→ **THE INPUT**

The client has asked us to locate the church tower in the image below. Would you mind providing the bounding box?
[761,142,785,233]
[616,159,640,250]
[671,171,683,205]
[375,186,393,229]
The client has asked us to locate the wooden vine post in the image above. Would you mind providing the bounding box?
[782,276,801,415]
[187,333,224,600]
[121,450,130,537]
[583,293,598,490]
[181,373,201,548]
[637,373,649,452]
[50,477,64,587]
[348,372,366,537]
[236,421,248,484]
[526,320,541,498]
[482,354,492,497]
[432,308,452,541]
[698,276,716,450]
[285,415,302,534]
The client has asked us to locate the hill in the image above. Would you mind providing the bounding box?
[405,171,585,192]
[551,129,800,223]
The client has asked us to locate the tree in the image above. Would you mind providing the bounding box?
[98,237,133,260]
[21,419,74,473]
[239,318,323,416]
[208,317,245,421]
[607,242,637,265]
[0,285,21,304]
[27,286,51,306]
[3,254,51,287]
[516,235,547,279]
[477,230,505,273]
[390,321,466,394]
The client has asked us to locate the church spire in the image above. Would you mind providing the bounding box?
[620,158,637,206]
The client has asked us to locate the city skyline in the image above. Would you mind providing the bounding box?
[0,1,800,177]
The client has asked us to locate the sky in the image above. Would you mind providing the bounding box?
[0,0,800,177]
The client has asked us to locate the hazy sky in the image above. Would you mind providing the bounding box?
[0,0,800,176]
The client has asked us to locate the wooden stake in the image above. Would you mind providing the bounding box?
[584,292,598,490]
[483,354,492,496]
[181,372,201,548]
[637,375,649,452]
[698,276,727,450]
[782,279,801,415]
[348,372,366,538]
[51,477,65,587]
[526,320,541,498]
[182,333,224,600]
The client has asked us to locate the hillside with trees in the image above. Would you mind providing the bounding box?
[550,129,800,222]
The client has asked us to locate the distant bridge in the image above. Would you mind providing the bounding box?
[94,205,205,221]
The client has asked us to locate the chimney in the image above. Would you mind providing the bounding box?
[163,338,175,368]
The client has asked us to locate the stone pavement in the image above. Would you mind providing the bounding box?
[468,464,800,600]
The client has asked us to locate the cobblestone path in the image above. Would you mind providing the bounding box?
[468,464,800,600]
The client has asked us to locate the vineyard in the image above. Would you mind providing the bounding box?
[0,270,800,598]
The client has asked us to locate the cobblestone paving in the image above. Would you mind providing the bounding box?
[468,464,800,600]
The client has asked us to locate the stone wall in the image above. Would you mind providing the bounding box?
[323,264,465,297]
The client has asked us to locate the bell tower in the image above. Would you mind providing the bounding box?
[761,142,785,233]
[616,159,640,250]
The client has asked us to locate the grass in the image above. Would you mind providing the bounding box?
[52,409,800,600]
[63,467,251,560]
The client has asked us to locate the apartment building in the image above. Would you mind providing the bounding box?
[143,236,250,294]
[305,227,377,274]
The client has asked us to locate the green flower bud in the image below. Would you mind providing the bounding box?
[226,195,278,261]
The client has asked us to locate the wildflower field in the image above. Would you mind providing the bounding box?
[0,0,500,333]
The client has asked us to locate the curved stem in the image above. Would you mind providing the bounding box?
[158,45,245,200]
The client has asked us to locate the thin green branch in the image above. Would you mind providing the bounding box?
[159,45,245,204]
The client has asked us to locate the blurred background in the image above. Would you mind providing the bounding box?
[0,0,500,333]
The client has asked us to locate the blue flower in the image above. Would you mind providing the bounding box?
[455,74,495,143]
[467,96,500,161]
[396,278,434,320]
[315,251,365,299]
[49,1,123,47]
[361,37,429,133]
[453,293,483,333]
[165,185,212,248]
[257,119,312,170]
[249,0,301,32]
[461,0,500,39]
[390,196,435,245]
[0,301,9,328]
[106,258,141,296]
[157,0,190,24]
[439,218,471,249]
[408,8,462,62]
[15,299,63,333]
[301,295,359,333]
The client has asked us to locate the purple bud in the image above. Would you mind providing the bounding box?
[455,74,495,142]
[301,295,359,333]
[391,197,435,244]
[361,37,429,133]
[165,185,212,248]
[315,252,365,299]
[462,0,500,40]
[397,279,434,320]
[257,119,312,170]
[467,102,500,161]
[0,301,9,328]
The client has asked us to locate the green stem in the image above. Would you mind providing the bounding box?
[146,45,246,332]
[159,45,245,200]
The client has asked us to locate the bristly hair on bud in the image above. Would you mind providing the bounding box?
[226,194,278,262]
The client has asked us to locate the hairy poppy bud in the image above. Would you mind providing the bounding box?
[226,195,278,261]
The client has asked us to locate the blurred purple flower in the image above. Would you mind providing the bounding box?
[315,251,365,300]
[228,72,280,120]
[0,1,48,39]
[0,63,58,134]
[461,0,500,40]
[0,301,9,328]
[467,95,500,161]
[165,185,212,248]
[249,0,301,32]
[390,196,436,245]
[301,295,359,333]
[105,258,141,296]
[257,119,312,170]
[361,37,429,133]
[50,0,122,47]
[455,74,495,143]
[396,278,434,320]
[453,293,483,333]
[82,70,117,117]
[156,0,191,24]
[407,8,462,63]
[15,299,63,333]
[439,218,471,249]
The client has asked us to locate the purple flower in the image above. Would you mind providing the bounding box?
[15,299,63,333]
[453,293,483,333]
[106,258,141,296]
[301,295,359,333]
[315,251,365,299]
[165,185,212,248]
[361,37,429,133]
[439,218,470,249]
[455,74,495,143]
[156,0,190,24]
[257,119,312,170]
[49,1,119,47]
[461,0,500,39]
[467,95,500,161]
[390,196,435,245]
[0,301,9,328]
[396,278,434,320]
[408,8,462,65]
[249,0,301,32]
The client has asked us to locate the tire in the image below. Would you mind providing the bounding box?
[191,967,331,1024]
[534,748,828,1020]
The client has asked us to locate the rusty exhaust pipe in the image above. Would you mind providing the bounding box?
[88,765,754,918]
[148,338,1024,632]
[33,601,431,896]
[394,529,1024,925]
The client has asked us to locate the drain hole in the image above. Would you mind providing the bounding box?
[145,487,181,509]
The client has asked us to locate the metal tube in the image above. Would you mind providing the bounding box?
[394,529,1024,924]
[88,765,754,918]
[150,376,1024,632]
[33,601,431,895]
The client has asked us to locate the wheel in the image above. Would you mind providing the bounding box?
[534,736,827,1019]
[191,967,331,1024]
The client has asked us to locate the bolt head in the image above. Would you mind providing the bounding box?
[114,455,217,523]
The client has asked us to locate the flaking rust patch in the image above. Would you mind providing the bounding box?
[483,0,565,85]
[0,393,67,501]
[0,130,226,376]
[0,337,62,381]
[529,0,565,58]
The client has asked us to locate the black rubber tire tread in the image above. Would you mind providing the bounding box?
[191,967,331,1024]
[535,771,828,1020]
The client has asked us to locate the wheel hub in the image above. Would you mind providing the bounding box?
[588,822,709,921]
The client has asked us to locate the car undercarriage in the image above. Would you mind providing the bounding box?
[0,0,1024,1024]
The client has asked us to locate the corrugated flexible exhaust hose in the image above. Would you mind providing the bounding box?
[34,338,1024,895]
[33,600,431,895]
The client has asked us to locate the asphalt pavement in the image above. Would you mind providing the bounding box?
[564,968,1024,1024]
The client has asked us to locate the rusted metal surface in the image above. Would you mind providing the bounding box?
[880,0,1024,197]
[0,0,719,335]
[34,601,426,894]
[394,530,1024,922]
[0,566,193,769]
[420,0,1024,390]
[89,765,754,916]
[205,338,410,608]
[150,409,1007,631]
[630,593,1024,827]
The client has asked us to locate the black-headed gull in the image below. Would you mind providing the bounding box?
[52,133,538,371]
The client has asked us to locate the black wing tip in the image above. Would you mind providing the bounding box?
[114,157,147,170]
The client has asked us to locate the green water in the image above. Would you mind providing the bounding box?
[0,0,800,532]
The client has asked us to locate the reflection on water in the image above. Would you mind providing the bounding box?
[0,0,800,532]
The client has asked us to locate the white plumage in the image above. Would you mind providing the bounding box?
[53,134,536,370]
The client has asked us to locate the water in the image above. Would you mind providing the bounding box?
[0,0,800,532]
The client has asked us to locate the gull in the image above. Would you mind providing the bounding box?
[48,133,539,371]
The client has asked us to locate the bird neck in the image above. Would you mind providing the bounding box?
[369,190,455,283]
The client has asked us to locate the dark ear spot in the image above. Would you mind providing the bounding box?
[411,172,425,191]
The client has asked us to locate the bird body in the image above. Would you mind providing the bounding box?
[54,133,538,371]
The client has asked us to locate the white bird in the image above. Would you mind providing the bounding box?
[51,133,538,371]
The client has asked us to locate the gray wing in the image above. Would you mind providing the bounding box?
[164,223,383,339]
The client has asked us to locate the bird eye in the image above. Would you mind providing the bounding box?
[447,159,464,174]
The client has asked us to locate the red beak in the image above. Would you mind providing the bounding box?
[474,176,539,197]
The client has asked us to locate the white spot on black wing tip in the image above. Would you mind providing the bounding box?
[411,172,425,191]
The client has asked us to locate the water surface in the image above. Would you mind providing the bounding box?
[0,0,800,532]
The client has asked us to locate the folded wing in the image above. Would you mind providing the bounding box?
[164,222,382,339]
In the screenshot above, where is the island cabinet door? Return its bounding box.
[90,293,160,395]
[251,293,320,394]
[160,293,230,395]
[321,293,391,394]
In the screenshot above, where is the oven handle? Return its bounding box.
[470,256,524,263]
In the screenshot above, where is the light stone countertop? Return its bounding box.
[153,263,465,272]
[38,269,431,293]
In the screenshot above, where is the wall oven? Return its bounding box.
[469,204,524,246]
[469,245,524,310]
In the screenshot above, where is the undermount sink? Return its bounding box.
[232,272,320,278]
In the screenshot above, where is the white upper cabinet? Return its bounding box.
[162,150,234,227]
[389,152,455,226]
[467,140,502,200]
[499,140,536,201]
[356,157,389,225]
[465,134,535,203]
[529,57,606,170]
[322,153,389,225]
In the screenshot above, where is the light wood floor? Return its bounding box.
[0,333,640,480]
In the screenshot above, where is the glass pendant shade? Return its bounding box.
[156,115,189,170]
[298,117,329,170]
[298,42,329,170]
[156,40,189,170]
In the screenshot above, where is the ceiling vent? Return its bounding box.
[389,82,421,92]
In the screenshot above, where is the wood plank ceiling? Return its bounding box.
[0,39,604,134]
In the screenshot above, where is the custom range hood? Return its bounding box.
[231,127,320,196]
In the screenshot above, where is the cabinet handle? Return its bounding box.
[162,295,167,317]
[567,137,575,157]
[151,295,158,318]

→ **EXERCISE REQUIREMENTS**
Can you write out, character for character, the stretch of the listing from the line containing "The client has asked us to locate the gray" through the line containing "[0,333,640,480]", with both of those lines included?

→ **CORRECT RESPONSE**
The client has asked us to locate the gray wing in the image above. Would you mind providing the bounding box?
[164,223,383,339]
The client has asked us to locate the bird eye in the image above. Would you mind providing the bounding box?
[447,159,464,174]
The client has asked us to locate the red beak in the image above. Would you mind providing the bounding box?
[474,176,539,197]
The client has asked us to locate the white spot on black wing tip in the image above. Would you mind providing the bounding box?
[411,172,425,191]
The client has asked us to locate the water surface in the image above. Would you mind providing the bounding box?
[0,0,800,532]
The client has asked us to locate the folded wing in the image above. Would you mind providing the bounding box?
[164,222,382,339]
In the screenshot above, where is the island cabinet door? Return its bounding box.
[90,293,160,395]
[251,293,320,394]
[160,293,230,395]
[321,293,391,394]
In the screenshot above, where is the oven handle? Return its bounding box.
[470,256,524,263]
In the screenshot above, where is the light stone countertop? Return its bounding box.
[153,263,465,272]
[38,269,431,293]
In the screenshot above, where is the wall oven? Return its bounding box.
[469,204,524,246]
[469,245,524,310]
In the screenshot above, where is the undermount sink? Return its bounding box.
[232,272,320,278]
In the screenshot above, where is the white upper cabinet? Return its bounding box.
[162,150,234,227]
[389,152,455,226]
[467,140,502,200]
[499,140,536,201]
[356,157,389,225]
[465,134,535,203]
[529,57,606,170]
[322,153,389,225]
In the screenshot above, where is the light wood floor? Return its bounding box.
[0,333,640,480]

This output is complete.